[Dataset rows]
[start]
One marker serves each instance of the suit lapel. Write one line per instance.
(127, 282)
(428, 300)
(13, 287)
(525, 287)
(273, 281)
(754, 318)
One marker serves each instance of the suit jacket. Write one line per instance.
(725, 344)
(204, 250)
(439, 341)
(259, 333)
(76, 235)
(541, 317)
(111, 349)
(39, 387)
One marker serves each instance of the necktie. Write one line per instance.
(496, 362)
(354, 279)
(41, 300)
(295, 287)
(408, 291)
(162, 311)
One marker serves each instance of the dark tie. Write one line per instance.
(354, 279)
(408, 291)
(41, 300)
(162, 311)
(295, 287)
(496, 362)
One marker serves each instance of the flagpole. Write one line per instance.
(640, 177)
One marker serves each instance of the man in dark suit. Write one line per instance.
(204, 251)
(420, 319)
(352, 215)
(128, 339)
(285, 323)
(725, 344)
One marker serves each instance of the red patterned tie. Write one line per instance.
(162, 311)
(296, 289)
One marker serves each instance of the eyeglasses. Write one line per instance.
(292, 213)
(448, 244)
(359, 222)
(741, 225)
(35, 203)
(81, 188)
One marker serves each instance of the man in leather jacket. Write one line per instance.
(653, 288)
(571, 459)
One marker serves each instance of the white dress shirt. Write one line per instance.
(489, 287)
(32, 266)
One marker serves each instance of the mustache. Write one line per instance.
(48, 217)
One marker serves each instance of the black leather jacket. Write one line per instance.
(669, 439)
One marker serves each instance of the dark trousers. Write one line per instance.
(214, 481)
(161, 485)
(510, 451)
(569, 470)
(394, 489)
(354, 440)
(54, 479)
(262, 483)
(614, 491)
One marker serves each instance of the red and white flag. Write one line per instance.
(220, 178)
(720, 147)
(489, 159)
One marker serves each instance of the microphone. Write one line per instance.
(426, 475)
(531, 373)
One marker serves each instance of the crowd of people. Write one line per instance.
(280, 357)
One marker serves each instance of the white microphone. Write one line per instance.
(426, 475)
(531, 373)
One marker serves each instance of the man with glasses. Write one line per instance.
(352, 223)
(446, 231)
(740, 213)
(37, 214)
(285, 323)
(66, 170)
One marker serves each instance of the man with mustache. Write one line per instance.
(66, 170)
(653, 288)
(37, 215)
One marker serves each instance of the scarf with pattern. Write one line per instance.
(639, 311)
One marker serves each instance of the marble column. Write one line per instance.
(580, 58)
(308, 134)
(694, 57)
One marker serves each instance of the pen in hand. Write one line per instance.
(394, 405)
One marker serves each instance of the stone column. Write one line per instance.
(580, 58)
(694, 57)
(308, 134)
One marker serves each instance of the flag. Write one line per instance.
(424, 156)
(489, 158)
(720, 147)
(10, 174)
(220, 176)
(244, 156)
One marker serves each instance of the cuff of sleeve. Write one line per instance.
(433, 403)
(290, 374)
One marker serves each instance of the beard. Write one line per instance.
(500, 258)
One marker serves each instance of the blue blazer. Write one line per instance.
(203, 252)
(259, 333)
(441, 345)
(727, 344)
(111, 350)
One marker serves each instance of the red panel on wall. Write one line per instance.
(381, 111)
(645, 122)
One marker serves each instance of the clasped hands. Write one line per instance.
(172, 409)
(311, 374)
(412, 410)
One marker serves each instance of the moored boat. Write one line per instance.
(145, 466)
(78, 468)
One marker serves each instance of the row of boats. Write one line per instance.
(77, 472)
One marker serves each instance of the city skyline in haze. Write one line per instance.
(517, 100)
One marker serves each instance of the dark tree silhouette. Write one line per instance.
[end]
**Required task**
Copy out every line of the material word for word, from the first to the last.

**Task answer**
One marker serves each instance of the suit lapel. Write one line per instance.
(127, 282)
(428, 300)
(13, 287)
(525, 287)
(273, 281)
(754, 318)
One marker serves each instance of the suit jacket. Write one line per instance.
(725, 344)
(204, 250)
(439, 341)
(259, 333)
(76, 235)
(541, 317)
(111, 349)
(39, 387)
One marker serves each instance of the necktie. Write one line per instance.
(496, 362)
(354, 279)
(41, 300)
(295, 287)
(408, 291)
(162, 311)
One marker serves each instance of the dark tie. Write one line per instance.
(354, 279)
(408, 291)
(41, 300)
(162, 311)
(295, 287)
(496, 362)
One marker serves each instance of the flagpole. Write one line per instance.
(640, 177)
One marker serves each instance of the man in dark suit. Write one line per instance.
(204, 251)
(420, 319)
(352, 215)
(128, 339)
(285, 323)
(725, 344)
One marker serves each instance of the red patterned tie. Write one line per instance.
(162, 311)
(296, 289)
One marker serves each instance of the eyeglasses. Write one line per instance.
(292, 213)
(448, 244)
(359, 222)
(741, 225)
(35, 203)
(81, 188)
One marker serves each instance of the man in leather jacket. Write one line per instance.
(653, 288)
(571, 459)
One marker serves each instance of the white dress shirt. Write one line per instance.
(489, 287)
(32, 266)
One marker serves each instance of the mustache. Write one line per instance.
(48, 217)
One marker serves each instance of the black leather jacket. Write one line per instance.
(669, 439)
One marker serves each instance of the dark trousers. Write one line per instance.
(214, 481)
(161, 485)
(510, 451)
(569, 470)
(394, 489)
(354, 440)
(54, 479)
(262, 483)
(614, 491)
One marker serves each instance of the red and white flag. Write one line per instance.
(220, 178)
(720, 147)
(489, 159)
One marker serves each instance of the microphone. Write one line per instance.
(426, 475)
(531, 373)
One marker serves each instance of the crowd of people. Write one line per instance.
(280, 357)
One marker serves each instance of the white microphone. Write one line per instance.
(426, 475)
(531, 373)
One marker serves each instance of the man with glasses. Write one line per instance.
(352, 223)
(446, 231)
(740, 213)
(37, 214)
(285, 323)
(66, 170)
One marker serves each instance of the man with mustache. Write one line per instance.
(66, 170)
(653, 288)
(37, 215)
One marker serves each instance of the scarf with pattern. Write one line per instance.
(639, 311)
One marker serves each instance of the marble column. Write one line per instance.
(580, 58)
(308, 134)
(694, 57)
One marker serves each instance of the pen in hand. Write one line per instance.
(394, 405)
One marker serves each instance of the stone column. Write one line per instance.
(580, 58)
(694, 57)
(308, 134)
One marker serves each instance of the flag. Write one line per instance.
(424, 156)
(489, 158)
(720, 147)
(10, 174)
(220, 176)
(244, 156)
One marker serves each instance of the cuff of sleeve. Write one line per instance.
(433, 403)
(290, 374)
One marker serves each instance of the beard. Write one line per instance.
(500, 258)
One marker serves each instance of the blue blazer. Write one line per instance.
(203, 252)
(259, 333)
(441, 345)
(727, 344)
(111, 350)
One marker serves each instance of the red panel on wall. Write one line per instance.
(381, 111)
(645, 122)
One marker serves each instance of the clasped hands. Write one line per instance.
(172, 409)
(311, 374)
(412, 410)
One marker serves each instance of the moored boat. Write one line per instance.
(145, 466)
(78, 468)
One marker serves each instance of the row of boats. Write one line per instance.
(77, 472)
One marker serves each instance of the city skyline in haze. Write one line per instance.
(517, 100)
One marker serves each instance of the dark tree silhouette. Write one line per instance.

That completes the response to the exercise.